TASK PROMPT >> Render the lines from the one containing "task: give the outline of each instance of the man's" through the one containing "[[[428,12],[0,0],[0,399],[599,397],[598,300],[412,295]]]" as a Markdown table with the columns No. and Line, numbering each line and leaving out blank lines. Leave the pictures out of the answer.

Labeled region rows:
........
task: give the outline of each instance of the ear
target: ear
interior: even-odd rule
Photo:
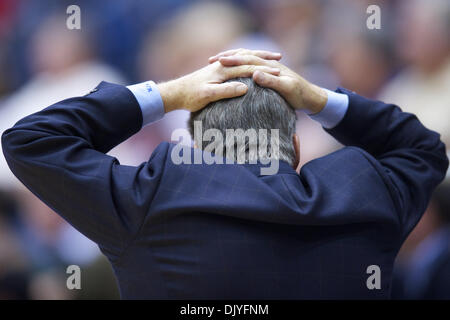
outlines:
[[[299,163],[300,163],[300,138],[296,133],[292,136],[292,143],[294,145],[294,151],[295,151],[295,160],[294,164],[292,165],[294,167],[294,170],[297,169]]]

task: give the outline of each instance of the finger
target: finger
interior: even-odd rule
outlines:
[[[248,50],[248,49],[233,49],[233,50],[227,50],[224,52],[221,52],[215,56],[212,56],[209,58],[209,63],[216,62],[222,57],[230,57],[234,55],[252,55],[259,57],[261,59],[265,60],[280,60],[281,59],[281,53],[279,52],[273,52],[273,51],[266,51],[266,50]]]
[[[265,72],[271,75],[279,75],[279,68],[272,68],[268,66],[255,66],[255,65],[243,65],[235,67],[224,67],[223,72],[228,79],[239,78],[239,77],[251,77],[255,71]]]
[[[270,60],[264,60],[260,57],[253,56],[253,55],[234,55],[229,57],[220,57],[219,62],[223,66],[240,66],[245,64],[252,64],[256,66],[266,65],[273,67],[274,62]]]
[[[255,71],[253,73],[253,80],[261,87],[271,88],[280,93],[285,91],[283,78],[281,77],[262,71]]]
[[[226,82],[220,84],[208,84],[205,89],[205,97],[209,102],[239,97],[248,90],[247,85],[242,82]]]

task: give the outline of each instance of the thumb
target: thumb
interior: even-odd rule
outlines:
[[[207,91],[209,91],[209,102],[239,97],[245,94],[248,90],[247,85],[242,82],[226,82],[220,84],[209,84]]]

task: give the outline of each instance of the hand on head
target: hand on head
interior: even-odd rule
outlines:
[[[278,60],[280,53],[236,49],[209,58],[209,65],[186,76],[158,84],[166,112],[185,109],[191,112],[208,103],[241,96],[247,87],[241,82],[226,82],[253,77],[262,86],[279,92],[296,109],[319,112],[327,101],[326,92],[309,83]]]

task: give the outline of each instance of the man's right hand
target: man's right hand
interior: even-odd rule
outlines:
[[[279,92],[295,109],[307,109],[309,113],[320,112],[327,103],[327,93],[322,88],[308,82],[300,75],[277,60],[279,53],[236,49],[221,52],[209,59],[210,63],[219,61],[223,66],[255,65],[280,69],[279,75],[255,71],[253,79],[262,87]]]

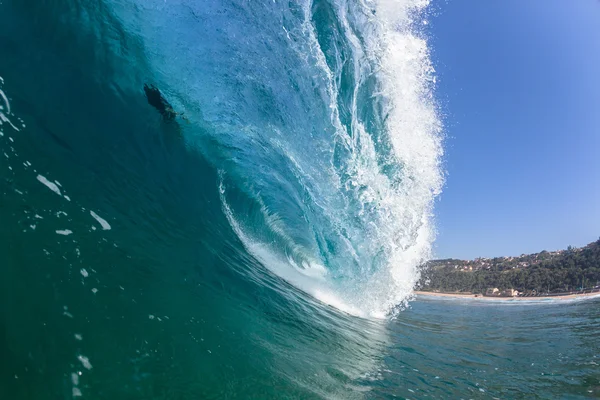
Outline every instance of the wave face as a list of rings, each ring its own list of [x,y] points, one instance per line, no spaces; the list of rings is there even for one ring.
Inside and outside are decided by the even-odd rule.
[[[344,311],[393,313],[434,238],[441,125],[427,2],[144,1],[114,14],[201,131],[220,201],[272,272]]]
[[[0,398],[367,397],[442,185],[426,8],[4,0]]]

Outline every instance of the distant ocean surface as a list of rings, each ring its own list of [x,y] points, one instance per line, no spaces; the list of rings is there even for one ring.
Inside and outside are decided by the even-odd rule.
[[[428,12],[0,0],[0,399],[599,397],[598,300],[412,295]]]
........
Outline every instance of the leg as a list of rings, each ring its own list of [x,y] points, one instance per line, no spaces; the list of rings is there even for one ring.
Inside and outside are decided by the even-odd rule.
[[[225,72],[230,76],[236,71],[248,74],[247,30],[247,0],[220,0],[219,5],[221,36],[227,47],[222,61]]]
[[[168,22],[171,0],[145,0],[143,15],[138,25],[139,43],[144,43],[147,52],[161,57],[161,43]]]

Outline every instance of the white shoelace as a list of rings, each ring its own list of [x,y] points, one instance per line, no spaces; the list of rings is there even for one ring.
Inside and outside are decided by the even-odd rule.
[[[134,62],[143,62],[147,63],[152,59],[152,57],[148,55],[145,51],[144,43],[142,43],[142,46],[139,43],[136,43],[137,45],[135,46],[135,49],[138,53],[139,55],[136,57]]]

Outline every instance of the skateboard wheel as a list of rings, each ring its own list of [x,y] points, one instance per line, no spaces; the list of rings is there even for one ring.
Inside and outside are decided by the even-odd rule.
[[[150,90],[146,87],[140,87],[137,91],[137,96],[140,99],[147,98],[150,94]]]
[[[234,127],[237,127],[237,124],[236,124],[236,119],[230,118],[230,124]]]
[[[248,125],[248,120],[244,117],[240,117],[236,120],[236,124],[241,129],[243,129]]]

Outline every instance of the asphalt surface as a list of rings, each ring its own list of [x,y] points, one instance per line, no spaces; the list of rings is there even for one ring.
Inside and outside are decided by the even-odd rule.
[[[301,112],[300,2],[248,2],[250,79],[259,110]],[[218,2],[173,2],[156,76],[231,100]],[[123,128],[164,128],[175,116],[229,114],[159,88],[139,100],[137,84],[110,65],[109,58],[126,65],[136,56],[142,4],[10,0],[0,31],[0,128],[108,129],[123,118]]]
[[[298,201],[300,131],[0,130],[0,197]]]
........
FINAL ANSWER >>
| No. | Line |
|---|---|
| 1 | task: give the outline of each instance of the man's right hand |
| 2 | target: man's right hand |
| 3 | interior: even-odd rule |
| 4 | outlines: |
| 5 | [[[279,92],[295,109],[307,109],[309,113],[320,112],[327,103],[327,93],[322,88],[308,82],[300,75],[277,60],[279,53],[236,49],[221,52],[209,59],[210,63],[219,61],[223,66],[255,65],[280,69],[279,75],[255,71],[253,79],[262,87]]] |
| 6 | Outline every instance of the wave face as a list of rings, each ring its own list of [x,y] points, one instance per line, no spaces; the list of rings is there even for one ring. |
| 7 | Inside and outside are decided by the even-odd rule. |
| 8 | [[[344,311],[393,313],[434,238],[441,125],[427,2],[144,1],[114,14],[201,131],[220,201],[272,272]]] |
| 9 | [[[0,398],[367,397],[442,185],[426,8],[4,0]]] |
| 10 | Outline every instance of the distant ocean surface as a list of rings, each ring its own list of [x,y] points, one instance per line, no spaces; the list of rings is there even for one ring. |
| 11 | Inside and outside are decided by the even-odd rule. |
| 12 | [[[428,12],[0,0],[0,399],[599,397],[598,300],[412,295]]] |